## WRITTEN EXERCISE
Edit the data below by replacing each "Report" with "Answer" and leaving everything else unchanged.

Coordinate labeling data:
++++++++++++++++++++
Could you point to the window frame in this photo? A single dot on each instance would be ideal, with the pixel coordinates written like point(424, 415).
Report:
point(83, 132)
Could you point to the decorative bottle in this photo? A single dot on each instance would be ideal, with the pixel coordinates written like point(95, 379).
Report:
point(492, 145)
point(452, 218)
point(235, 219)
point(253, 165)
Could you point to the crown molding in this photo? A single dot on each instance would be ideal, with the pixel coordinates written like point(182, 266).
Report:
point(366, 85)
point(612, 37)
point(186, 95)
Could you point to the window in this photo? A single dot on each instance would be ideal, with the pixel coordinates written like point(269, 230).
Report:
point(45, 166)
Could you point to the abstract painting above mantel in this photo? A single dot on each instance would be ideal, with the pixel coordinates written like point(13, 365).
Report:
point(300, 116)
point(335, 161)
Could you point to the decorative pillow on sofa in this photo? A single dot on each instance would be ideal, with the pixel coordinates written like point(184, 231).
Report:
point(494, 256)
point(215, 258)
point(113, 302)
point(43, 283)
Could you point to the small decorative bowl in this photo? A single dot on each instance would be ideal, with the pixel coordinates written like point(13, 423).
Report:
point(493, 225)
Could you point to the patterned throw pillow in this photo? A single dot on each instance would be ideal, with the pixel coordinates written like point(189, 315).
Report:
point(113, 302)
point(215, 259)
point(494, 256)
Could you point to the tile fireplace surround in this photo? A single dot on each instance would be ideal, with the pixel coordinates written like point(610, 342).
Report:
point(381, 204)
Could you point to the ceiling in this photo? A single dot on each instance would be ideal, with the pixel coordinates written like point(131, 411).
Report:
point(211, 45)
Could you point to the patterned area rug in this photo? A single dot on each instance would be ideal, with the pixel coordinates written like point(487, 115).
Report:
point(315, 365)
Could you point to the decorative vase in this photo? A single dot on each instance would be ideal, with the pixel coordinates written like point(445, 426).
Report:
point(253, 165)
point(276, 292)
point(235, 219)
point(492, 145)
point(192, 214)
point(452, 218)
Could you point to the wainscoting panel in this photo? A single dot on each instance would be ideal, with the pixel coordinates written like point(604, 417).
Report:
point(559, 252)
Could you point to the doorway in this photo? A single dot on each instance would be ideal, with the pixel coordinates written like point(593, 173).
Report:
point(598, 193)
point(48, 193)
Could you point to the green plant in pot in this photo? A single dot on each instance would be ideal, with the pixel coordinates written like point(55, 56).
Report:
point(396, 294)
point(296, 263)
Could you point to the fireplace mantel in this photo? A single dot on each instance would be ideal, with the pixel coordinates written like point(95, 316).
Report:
++++++++++++++++++++
## OUTPUT
Could you point to the window frame in this photo? A single dot on each instance would be ideal, with the pixel coordinates written like point(424, 415).
Answer:
point(83, 132)
Could you point to the decorative bottle in this photo? A single dot on each instance would be ideal, with the pixel coordinates written like point(95, 379).
Answer:
point(492, 145)
point(452, 218)
point(235, 219)
point(253, 165)
Could you point to the crown molding in this photo? A single dot on each instance would be ideal, with the pixel coordinates written like point(182, 266).
Answer:
point(366, 85)
point(612, 37)
point(186, 95)
Could you point to the window in this photo? A single dot on each instance would be ideal, with the pixel coordinates written like point(269, 230).
Answer:
point(45, 166)
Could you point to the abstract painting above mantel in this photo? A single dot on each instance would be ideal, with the pixel coordinates written like point(13, 365).
Answer:
point(300, 116)
point(335, 161)
Could you point to the decorative pillow on sofa in this photo? A single dot on each instance would be ideal, with the pixel coordinates written like point(184, 231).
Answer:
point(494, 256)
point(215, 258)
point(113, 302)
point(43, 283)
Could you point to the small decorative bowl in this photo? A single dot on each instance would be ideal, with the pixel coordinates written like point(13, 423).
Answer:
point(493, 225)
Could you point to the patterned throw pillow in this photo? A single dot on each instance would be ideal, with the pixel coordinates written like point(189, 315).
Answer:
point(113, 302)
point(215, 259)
point(494, 256)
Could you point to the tile fireplace surround in this photo? A single dot on each instance would be ideal, with the pixel coordinates written like point(610, 342).
Answer:
point(381, 204)
Could you point to the ceiling in this photo? A single dot on each instance would be ideal, with the pixel coordinates written like point(131, 411).
Answer:
point(211, 45)
Could you point to the patterned area rug in this photo? A single dot on each instance would be ideal, with the pixel coordinates written like point(487, 115).
Answer:
point(315, 365)
Could you point to the decorative vase in this photo? A single dot on each instance would be ideal, with the pixel coordinates written like point(445, 426).
Answer:
point(253, 165)
point(276, 292)
point(235, 219)
point(492, 145)
point(192, 214)
point(452, 218)
Could you point to the wainscoting panel in this photo? A single dot on each instance would be ideal, with the pixel coordinates written like point(604, 417).
Answer:
point(559, 252)
Could you point to the doorway in this photo? A single dot on each instance would be ideal, with the pixel coordinates written like point(593, 173).
Answer:
point(598, 193)
point(48, 193)
Could you point to the green plant in pot in this photo? A single dot on each instance would be ideal, with the pixel coordinates written like point(55, 56).
Answer:
point(396, 294)
point(296, 263)
Could you point to the fireplace mantel in this photo? A single dot on each instance would be ideal, with the pixel coordinates written like point(95, 316).
Answer:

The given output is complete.